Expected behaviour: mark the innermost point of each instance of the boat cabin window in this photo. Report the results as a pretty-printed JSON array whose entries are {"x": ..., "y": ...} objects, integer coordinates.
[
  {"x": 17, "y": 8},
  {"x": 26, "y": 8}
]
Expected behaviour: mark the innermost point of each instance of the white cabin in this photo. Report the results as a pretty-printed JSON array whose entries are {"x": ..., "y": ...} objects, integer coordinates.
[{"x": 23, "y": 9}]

------------------------------

What the task requires: Turn the records above into a Markdown table with a column named No. for the row number and a column named Text for each line, leaving out any blank lines.

Response:
| No. | Text |
|---|---|
| 1 | Expected behaviour: mark the innermost point of each instance of the boat cabin window in this photo. Report the results as a pretty-printed JSON array whose entries are {"x": ..., "y": ...} objects, integer coordinates. |
| 2 | [ |
| 3 |   {"x": 17, "y": 8}, |
| 4 |   {"x": 26, "y": 8} |
| 5 | ] |
| 6 | Expected behaviour: mark the innermost point of each instance of the white cabin in this photo. Report the results as a pretty-printed JSON array whose entries are {"x": ..., "y": ...} objects, integer coordinates. |
| 7 | [{"x": 23, "y": 9}] |